● **ABOUT THIS TASK**
Restate the lines word for word, from the first line of the records through the line containing "Target: pink protest sign reading GROUND". Leave out the pictures and anything after that line.

● **MATERIAL FOR THE TASK**
[Start of Attachment]

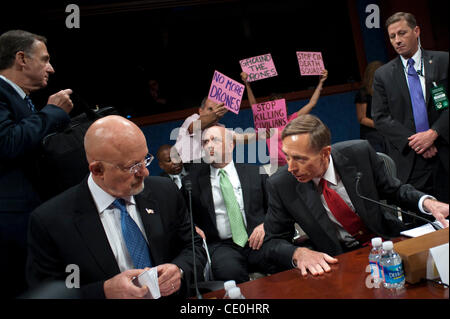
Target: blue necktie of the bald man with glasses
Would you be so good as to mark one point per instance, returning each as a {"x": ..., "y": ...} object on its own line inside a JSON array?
[{"x": 135, "y": 241}]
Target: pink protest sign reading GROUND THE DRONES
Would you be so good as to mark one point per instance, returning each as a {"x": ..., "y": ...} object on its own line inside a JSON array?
[{"x": 259, "y": 67}]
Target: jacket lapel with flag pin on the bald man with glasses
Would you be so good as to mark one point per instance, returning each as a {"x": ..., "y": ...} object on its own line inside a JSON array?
[{"x": 150, "y": 213}]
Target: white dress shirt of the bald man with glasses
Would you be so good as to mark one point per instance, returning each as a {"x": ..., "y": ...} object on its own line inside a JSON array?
[{"x": 110, "y": 218}]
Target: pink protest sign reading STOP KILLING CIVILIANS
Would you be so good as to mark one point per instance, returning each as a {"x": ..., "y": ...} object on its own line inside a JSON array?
[{"x": 270, "y": 114}]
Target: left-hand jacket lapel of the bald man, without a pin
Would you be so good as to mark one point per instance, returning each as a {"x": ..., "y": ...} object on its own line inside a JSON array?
[{"x": 90, "y": 227}]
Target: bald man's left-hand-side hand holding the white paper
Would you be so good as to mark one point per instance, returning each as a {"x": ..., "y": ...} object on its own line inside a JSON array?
[{"x": 121, "y": 287}]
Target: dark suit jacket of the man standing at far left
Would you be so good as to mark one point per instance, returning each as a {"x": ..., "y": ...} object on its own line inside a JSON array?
[{"x": 21, "y": 133}]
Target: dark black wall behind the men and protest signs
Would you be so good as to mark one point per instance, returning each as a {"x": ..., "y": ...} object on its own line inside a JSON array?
[{"x": 121, "y": 45}]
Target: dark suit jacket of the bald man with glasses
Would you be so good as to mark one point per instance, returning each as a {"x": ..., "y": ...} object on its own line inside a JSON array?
[{"x": 67, "y": 230}]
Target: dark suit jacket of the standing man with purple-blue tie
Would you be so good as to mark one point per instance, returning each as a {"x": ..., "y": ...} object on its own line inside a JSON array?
[{"x": 392, "y": 109}]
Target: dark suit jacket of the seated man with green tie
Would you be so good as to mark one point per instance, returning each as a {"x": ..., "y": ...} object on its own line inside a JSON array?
[{"x": 253, "y": 190}]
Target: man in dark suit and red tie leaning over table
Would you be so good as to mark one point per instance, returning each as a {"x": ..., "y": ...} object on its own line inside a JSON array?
[{"x": 317, "y": 190}]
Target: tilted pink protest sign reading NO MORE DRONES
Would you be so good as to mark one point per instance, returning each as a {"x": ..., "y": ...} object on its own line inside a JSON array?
[{"x": 226, "y": 90}]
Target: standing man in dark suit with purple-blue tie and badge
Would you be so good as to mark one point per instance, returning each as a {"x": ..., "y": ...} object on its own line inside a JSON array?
[{"x": 405, "y": 113}]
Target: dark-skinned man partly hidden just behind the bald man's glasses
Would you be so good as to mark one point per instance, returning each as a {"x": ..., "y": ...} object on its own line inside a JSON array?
[{"x": 171, "y": 164}]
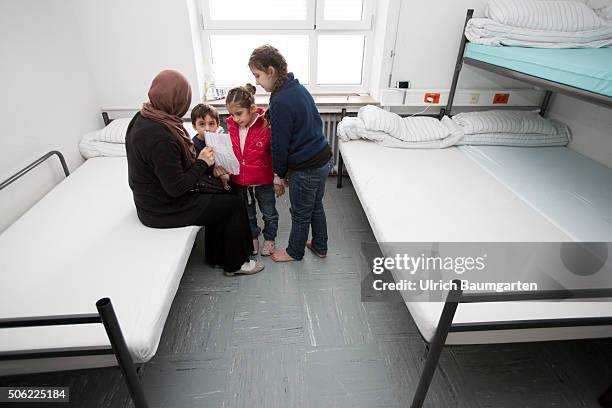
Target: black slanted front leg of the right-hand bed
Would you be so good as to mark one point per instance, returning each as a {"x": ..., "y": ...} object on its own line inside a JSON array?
[{"x": 437, "y": 344}]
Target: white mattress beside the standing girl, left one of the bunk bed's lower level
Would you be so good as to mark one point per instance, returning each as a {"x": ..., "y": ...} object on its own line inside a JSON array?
[{"x": 443, "y": 196}]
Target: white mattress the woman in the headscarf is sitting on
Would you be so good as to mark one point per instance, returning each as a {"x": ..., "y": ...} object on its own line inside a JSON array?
[{"x": 82, "y": 242}]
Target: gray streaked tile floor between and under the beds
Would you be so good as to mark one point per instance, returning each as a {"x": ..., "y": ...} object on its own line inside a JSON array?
[{"x": 297, "y": 335}]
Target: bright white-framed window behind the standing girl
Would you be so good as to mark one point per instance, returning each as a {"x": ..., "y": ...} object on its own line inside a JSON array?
[{"x": 325, "y": 42}]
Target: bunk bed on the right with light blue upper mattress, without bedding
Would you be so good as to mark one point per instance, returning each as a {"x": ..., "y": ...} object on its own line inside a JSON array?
[{"x": 490, "y": 194}]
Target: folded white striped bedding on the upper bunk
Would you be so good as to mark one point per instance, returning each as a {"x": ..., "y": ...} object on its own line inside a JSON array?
[{"x": 540, "y": 24}]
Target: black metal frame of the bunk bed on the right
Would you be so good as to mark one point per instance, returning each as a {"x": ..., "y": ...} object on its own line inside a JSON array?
[{"x": 455, "y": 297}]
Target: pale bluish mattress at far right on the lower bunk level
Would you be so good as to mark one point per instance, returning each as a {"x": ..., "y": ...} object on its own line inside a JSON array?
[{"x": 570, "y": 190}]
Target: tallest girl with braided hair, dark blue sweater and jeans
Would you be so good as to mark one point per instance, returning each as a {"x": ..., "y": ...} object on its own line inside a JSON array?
[{"x": 300, "y": 152}]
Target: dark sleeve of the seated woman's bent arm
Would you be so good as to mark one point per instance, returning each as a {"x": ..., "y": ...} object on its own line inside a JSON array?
[{"x": 166, "y": 158}]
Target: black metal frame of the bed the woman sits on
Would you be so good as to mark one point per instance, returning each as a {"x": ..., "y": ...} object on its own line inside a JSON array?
[{"x": 106, "y": 316}]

[End of Attachment]

● **RESULT FOR THIS EXERCISE**
Target: blue necktie of the bald man with glasses
Would you be so good as to mark one point per instance, returning each as a {"x": ..., "y": ...} object on its own line inside a JSON array?
[{"x": 135, "y": 241}]
Target: pink protest sign reading GROUND THE DRONES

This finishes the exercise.